-- Available data follows --

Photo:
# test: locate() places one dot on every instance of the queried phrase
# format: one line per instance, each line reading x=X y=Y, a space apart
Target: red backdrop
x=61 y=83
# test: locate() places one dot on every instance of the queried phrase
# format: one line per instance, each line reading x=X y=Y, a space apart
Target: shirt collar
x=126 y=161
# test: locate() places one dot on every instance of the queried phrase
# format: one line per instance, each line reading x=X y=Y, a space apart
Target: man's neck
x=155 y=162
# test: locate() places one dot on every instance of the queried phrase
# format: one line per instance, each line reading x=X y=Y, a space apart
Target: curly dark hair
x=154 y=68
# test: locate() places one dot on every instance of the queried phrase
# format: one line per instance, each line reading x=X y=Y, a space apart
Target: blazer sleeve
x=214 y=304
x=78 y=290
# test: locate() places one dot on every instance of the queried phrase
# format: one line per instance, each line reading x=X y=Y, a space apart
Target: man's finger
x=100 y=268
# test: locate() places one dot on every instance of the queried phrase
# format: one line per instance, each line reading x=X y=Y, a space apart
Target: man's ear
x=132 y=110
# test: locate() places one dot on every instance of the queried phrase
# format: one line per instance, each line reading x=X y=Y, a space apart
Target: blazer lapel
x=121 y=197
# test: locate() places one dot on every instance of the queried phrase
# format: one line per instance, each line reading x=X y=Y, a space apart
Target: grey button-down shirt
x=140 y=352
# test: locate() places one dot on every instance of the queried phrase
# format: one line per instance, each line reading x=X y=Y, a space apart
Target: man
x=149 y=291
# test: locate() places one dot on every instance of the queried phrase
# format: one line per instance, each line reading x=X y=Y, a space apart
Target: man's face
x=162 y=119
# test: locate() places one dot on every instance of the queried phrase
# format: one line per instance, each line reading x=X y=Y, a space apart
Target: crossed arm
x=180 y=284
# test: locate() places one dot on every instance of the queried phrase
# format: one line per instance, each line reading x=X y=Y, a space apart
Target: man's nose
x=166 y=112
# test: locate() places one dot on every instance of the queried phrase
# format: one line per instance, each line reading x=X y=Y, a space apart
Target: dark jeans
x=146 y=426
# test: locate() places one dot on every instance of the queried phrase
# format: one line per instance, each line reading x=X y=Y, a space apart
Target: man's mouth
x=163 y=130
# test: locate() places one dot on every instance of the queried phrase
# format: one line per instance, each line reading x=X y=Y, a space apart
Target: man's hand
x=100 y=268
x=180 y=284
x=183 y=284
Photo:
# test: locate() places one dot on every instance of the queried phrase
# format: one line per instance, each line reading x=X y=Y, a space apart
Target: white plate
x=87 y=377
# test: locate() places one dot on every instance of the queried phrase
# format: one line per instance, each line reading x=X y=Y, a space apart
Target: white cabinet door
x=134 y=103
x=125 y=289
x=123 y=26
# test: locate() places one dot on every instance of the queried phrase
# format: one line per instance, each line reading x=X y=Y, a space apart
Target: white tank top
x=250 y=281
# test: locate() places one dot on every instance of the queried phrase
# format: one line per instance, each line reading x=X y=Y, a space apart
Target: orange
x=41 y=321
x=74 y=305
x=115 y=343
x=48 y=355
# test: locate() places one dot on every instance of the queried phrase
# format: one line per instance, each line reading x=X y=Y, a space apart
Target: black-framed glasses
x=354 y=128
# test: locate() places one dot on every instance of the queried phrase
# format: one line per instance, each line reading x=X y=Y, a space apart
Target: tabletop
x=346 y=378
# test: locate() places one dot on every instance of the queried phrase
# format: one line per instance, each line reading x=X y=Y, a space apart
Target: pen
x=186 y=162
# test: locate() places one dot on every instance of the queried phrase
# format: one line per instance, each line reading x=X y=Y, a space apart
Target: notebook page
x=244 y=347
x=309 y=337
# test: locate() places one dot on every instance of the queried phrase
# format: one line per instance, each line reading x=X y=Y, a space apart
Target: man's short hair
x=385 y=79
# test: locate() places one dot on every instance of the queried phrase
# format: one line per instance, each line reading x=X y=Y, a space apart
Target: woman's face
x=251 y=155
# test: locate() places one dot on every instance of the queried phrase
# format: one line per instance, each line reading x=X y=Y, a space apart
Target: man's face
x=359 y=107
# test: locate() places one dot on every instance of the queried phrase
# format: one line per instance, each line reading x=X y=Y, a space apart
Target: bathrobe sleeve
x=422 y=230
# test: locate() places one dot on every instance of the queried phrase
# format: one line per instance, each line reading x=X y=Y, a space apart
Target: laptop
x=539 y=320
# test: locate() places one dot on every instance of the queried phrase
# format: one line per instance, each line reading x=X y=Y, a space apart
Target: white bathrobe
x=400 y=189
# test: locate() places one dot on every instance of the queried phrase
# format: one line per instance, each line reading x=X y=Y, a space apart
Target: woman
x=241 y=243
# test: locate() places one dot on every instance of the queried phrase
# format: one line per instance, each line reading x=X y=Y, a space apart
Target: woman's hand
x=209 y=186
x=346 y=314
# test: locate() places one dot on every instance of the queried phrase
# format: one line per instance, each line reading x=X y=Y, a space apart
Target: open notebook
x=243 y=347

-- Available data concluded --
-- Available data follows --

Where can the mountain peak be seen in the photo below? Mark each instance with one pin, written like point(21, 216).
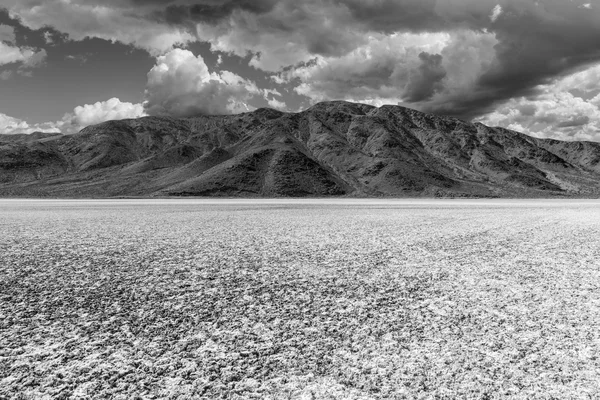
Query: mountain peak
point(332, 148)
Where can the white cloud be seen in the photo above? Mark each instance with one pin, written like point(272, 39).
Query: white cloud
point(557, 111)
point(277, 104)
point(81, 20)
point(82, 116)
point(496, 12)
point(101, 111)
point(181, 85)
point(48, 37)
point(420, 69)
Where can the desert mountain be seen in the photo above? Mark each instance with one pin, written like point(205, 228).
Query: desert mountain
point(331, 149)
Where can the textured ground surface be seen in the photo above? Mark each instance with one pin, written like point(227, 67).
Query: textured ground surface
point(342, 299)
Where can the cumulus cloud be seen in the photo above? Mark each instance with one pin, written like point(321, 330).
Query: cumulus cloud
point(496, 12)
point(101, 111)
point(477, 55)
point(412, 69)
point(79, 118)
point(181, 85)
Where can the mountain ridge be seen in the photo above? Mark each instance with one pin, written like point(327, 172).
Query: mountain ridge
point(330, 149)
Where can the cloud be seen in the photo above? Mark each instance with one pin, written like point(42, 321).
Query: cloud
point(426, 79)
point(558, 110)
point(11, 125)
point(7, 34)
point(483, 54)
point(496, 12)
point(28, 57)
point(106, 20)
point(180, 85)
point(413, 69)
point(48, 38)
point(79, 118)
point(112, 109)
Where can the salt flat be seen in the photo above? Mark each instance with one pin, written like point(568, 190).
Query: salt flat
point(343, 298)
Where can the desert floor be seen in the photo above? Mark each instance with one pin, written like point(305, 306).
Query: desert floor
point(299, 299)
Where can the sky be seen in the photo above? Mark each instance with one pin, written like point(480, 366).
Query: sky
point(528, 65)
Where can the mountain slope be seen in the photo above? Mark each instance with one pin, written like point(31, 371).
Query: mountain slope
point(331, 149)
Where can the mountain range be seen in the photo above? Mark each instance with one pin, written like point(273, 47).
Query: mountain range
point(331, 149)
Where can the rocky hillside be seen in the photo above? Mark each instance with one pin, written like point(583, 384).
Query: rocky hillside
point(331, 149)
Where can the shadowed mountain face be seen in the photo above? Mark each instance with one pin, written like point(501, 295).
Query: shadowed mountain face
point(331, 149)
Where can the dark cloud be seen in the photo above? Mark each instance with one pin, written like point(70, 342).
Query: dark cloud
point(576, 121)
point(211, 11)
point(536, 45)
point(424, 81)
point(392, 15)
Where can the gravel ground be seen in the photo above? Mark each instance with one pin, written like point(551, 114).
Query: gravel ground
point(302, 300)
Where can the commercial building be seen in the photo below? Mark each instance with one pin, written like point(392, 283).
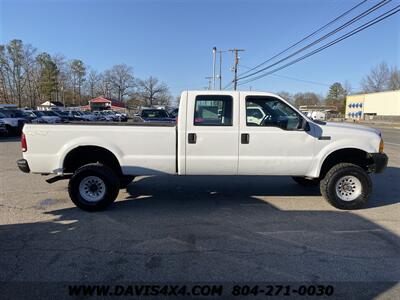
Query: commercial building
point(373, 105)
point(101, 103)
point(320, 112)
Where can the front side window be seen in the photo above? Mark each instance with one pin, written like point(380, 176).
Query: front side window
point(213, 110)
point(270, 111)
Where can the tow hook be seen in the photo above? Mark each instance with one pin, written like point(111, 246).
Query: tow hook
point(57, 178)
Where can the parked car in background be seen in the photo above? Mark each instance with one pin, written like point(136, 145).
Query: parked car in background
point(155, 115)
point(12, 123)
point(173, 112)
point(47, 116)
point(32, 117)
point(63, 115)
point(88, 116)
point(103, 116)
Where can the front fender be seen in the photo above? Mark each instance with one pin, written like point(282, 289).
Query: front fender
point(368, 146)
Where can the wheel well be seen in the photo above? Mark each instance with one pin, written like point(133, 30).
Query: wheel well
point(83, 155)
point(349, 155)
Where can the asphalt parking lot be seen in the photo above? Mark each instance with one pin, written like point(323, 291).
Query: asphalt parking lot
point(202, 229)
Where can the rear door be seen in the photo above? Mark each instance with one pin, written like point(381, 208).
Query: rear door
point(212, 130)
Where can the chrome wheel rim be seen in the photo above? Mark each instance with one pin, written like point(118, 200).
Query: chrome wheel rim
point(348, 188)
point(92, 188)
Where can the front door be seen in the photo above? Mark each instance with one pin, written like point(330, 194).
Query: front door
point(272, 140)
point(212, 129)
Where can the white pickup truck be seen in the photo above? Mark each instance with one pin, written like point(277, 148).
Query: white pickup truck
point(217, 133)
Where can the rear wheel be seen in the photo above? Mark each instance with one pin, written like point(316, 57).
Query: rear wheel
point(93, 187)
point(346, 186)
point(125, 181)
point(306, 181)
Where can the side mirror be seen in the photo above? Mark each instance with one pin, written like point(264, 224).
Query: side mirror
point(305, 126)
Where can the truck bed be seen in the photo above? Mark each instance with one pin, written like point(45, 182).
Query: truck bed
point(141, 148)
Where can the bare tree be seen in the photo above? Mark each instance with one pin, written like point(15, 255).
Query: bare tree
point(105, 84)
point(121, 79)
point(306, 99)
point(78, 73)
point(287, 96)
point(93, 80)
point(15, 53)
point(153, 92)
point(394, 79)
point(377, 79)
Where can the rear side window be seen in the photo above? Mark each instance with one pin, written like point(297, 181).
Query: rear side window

-- Available data concluded --

* [Aim of the task]:
Only a number should be returned: the count of lines above that include "below".

* [Response to the task]:
2